# Page:
◇ ◇ ◇ ◇

Estimate the value at the 90th, 50th, and 20th percentiles, given a sample containing the numbers from 0 to 100:

                           
                            
SELECT
                           
                           
                            
  approx_percentile_array(array[0.9,0.5,0.2], uddsketch(100,0.005,data))
                           
                           
                            
FROM generate_series(0, 100) data;

                           
                            
approx_percentile_array
                           
                           
                            
-------------------
                           
                           
                            
 {90.0,50.0,20.0}

                         
                          approx_percentile_rank(
                         
                         
                            value DOUBLE PRECISION,
                         
                         
                            sketch UddSketch
                         
                         
                          ) RETURNS DOUBLE PRECISION

Estimate the percentile at which a given value would be located.

Required arguments

Name	Type	Description
`value`	`DOUBLE PRECISION`	The value to estimate the percentile of.
`sketch`	`UddSketch`	The `uddsketch` aggregate.

Returns

Column	Type	Description
`approx_percentile_rank`	`DOUBLE PRECISION`	The estimated percentile associated with the provided value.

Examples

Estimate the percentile rank of the value 99, given a sample containing the numbers from 0 to 100:

                           
                            
SELECT
                           
                           
                            
  approx_percentile_rank(99, uddsketch(data))

◇ ◇ ◇ ◇

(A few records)

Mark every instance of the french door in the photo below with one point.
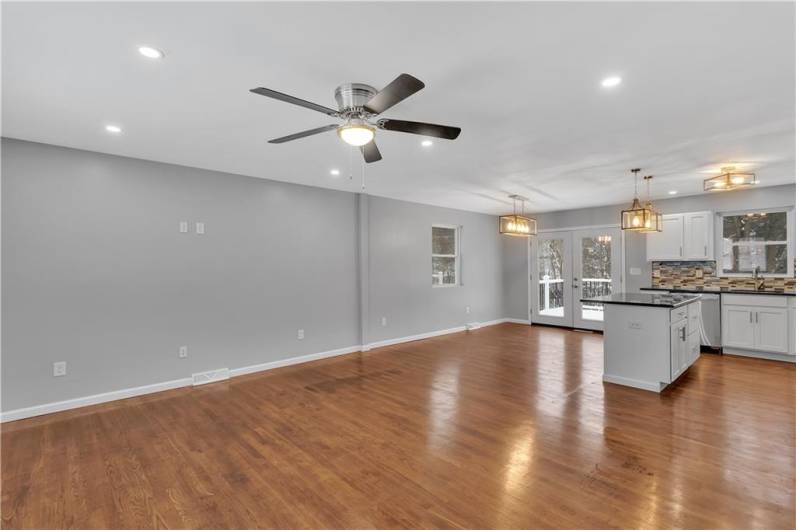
(568, 265)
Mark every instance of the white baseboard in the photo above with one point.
(760, 354)
(635, 383)
(292, 360)
(58, 406)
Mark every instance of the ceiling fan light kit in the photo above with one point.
(517, 225)
(636, 218)
(357, 104)
(729, 179)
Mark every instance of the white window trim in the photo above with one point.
(790, 242)
(457, 256)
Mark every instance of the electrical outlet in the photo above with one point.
(59, 369)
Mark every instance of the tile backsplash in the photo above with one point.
(702, 274)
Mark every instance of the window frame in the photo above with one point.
(456, 257)
(789, 243)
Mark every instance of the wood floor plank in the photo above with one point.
(508, 426)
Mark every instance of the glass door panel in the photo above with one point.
(552, 271)
(597, 272)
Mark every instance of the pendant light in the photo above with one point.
(517, 225)
(655, 222)
(637, 218)
(729, 180)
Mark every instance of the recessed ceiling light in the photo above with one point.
(150, 53)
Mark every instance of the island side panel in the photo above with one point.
(636, 346)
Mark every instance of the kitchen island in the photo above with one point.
(650, 339)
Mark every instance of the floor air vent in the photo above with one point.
(212, 376)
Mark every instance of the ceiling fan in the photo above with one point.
(358, 104)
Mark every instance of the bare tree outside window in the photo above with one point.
(755, 241)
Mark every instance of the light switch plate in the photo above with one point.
(59, 369)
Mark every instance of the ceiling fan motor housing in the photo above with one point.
(353, 96)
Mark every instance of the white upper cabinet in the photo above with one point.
(698, 235)
(685, 236)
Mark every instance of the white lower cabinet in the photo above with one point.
(684, 346)
(756, 322)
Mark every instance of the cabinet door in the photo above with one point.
(738, 327)
(698, 235)
(667, 245)
(772, 329)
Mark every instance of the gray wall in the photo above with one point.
(515, 263)
(400, 270)
(96, 273)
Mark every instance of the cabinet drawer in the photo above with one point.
(679, 313)
(756, 300)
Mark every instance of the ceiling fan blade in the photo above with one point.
(267, 92)
(423, 129)
(303, 134)
(370, 152)
(401, 88)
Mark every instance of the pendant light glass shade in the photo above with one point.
(730, 180)
(517, 225)
(637, 218)
(655, 222)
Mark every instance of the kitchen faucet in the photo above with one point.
(760, 282)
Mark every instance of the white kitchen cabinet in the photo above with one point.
(739, 327)
(685, 236)
(698, 235)
(756, 322)
(772, 329)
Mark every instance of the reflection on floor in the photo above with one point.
(508, 426)
(588, 313)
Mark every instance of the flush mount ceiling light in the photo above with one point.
(655, 222)
(517, 225)
(729, 179)
(150, 53)
(356, 132)
(637, 218)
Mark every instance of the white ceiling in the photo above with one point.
(704, 84)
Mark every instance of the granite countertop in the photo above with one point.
(645, 299)
(717, 291)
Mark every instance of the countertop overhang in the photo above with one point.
(718, 291)
(669, 301)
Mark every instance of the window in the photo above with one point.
(444, 255)
(756, 240)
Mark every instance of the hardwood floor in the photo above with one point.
(506, 427)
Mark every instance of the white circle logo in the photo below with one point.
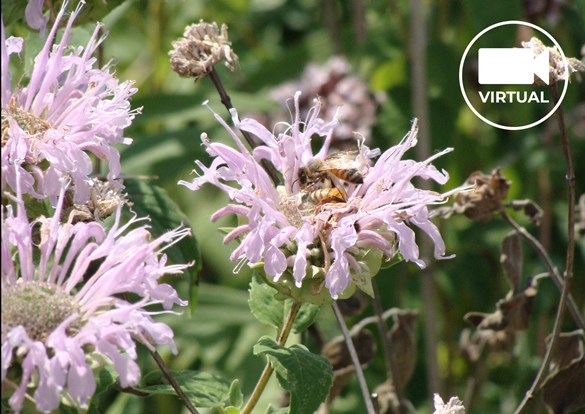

◇ ◇ ◇ ◇

# Task:
Copy word for word the stretch of the uddsketch documentation from "sketch UddSketch" through "the percentile of.". The data above stands apart from the uddsketch documentation.

# Correct response:
sketch UddSketch
                         
                         
                          ) RETURNS DOUBLE PRECISION

Estimate the percentile at which a given value would be located.

Required arguments

Name	Type	Description
`value`	`DOUBLE PRECISION`	The value to estimate the percentile of.